WRITTEN TASK: Beginning at the line containing "Where can you find the man's blond" and continuing to the end of the records below, give each line again exactly as it stands, and only those lines.

[Named object pointing entries]
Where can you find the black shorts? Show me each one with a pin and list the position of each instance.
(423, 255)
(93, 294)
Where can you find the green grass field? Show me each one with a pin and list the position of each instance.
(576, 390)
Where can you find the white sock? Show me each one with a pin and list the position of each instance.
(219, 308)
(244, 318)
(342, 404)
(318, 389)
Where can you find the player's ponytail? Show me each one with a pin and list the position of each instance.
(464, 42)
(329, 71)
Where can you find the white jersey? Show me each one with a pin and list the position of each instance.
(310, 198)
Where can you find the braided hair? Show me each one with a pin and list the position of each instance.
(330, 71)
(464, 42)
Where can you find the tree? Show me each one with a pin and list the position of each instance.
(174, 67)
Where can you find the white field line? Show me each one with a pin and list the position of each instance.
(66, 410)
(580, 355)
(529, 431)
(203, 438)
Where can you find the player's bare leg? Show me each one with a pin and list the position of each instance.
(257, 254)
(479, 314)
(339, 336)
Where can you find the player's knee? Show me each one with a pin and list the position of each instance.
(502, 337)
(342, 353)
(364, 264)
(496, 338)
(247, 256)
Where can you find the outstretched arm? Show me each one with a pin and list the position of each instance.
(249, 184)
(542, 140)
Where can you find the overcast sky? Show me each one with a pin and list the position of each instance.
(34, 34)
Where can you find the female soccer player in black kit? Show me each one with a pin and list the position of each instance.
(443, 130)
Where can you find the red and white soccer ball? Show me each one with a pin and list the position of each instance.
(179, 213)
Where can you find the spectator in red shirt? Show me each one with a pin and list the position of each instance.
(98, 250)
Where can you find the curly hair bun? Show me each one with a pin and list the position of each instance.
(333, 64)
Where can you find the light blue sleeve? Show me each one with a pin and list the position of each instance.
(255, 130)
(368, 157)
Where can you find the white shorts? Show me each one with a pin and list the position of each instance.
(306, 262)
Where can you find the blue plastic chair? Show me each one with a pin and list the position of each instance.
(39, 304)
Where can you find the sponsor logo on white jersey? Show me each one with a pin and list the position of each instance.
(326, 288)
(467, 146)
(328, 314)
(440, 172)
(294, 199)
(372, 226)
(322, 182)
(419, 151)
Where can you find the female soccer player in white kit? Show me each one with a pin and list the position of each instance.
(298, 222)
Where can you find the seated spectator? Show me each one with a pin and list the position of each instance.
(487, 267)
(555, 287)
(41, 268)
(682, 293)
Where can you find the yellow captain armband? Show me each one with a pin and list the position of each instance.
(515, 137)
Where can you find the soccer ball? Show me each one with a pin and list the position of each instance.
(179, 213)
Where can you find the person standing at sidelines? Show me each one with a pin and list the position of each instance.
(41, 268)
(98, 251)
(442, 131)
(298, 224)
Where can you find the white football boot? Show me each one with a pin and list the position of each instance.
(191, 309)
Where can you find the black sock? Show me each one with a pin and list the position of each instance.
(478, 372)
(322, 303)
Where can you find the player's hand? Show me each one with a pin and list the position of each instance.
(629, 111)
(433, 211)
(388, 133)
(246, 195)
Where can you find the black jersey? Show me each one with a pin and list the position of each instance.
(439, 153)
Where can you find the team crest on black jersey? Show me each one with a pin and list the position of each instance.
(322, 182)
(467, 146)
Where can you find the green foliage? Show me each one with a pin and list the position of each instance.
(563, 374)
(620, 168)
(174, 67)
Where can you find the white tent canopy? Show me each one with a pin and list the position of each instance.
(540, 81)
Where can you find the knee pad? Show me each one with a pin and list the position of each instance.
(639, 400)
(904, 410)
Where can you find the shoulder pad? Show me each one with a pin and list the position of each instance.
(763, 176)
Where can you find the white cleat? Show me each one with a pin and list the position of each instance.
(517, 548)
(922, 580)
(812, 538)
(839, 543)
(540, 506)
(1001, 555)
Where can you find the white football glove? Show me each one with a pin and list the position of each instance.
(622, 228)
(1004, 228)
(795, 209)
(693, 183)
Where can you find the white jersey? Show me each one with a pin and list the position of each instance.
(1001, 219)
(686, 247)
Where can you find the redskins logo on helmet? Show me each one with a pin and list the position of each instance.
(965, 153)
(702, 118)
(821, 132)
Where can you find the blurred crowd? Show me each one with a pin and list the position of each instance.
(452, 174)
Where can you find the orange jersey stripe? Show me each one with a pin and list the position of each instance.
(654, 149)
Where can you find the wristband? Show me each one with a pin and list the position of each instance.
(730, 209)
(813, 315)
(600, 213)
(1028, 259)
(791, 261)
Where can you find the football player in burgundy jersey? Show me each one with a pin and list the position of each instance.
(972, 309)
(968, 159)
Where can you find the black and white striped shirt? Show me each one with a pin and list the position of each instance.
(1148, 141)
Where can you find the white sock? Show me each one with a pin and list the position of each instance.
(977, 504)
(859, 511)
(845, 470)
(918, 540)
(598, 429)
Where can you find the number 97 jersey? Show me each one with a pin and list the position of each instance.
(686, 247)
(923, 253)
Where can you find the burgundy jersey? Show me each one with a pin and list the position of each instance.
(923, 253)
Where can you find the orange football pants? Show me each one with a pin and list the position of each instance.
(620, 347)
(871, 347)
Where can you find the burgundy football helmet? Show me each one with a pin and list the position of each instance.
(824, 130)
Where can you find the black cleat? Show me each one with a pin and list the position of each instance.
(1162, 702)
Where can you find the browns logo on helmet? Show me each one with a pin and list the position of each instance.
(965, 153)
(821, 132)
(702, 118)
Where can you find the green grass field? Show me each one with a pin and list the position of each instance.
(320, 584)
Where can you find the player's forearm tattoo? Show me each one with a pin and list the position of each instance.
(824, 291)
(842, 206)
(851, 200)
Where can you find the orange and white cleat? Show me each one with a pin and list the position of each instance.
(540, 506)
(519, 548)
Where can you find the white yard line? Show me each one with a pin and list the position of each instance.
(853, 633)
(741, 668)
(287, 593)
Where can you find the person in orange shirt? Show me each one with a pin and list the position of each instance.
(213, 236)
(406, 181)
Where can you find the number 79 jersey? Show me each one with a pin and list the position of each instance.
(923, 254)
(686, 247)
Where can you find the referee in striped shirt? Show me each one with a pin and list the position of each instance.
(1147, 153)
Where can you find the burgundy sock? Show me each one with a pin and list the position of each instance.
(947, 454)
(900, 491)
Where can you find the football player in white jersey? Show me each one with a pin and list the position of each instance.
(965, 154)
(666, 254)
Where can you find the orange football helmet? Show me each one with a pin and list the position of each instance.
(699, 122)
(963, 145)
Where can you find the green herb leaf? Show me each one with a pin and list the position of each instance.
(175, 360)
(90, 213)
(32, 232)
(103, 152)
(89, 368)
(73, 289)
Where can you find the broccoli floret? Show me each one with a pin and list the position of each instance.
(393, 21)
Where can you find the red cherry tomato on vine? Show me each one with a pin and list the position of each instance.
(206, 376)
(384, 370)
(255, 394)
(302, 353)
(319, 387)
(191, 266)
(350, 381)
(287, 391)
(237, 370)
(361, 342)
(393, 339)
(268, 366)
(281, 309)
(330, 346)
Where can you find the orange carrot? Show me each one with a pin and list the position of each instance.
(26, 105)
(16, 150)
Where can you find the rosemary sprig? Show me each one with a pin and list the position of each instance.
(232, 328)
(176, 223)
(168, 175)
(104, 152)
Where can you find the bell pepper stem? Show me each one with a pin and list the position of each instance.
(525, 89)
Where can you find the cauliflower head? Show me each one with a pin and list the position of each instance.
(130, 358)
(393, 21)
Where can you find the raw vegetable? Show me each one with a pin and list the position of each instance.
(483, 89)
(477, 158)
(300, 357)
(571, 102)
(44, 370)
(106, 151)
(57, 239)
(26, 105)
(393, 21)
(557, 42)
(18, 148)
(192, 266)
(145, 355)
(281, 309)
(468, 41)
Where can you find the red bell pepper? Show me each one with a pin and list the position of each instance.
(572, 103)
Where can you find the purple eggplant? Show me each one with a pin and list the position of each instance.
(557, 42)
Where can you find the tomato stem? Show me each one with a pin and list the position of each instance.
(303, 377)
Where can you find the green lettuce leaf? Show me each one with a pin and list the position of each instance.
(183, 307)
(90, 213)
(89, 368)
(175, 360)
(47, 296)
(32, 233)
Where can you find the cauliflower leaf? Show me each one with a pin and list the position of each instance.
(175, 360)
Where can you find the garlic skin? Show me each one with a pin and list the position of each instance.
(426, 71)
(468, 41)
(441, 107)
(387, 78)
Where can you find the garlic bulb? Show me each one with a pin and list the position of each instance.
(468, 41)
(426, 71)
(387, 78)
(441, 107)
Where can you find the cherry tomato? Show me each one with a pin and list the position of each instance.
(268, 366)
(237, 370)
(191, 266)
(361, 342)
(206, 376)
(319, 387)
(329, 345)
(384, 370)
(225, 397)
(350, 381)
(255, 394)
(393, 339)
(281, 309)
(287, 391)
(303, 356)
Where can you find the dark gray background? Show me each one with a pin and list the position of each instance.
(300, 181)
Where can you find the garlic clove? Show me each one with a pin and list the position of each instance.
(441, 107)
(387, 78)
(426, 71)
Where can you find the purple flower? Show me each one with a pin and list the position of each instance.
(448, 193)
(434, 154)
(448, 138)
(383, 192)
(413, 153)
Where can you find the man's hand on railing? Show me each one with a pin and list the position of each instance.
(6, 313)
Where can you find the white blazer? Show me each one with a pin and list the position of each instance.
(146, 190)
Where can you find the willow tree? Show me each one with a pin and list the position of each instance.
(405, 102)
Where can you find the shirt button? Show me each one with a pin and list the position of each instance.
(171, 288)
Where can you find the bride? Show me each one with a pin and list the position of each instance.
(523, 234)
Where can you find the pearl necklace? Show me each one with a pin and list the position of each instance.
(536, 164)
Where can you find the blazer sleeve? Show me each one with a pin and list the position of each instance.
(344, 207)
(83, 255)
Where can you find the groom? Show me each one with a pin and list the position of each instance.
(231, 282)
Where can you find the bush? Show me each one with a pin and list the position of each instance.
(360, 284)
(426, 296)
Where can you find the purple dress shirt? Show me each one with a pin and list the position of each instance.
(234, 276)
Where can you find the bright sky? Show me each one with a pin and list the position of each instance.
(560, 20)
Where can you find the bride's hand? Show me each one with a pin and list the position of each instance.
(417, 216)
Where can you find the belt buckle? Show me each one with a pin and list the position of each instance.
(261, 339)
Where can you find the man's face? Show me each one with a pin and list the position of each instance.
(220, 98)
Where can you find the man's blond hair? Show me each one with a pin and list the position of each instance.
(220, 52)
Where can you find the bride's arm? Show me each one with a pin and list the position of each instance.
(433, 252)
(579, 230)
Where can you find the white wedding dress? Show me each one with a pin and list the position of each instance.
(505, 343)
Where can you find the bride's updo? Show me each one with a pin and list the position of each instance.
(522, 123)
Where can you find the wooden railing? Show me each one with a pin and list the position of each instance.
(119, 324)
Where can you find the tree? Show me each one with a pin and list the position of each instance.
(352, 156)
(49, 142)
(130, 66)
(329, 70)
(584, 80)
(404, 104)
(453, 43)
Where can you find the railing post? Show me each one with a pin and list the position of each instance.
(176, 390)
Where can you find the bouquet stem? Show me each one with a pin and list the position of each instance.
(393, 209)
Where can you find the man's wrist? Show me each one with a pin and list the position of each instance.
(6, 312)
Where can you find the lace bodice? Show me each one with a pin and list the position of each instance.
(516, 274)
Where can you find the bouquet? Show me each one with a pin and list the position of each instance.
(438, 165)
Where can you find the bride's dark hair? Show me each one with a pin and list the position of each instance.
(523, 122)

EXERCISE RESPONSE:
Where can you find the man's blond hair? Show me each one with a pin and list the position of each instance.
(220, 52)
Where can you find the bride's arm? Show me each one with a pin and list the position of each instance.
(433, 252)
(579, 230)
Where can you find the white wedding dress? Show me each one with a pin and list the position of each instance.
(505, 343)
Where can you find the bride's updo? Show me each one with a pin and list the position of each instance.
(522, 123)
Where can you find the wooden railing? Show me each one with a pin and list the position of each instance.
(119, 324)
Where can you find the tree? Show me each one with a pin and list the position of each instance.
(352, 156)
(49, 142)
(130, 66)
(329, 70)
(584, 80)
(404, 104)
(453, 43)
Where can you find the railing post? Show me each one with a pin and list the position of each instance.
(176, 390)
Where can you find the bouquet stem? Show me each one with a pin and list the position of each instance.
(393, 209)
Where can you find the man's wrist? Show me each one with a pin and list the position of each instance.
(6, 312)
Where can you find the lace bodice? Show me each one with a pin and list the position of each instance.
(516, 274)
Where can you find the bouquet? Show me each one with a pin and list the position of each instance.
(438, 165)
Where can you find the bride's dark hair? Show me each one with a pin and list the position of each instance.
(523, 122)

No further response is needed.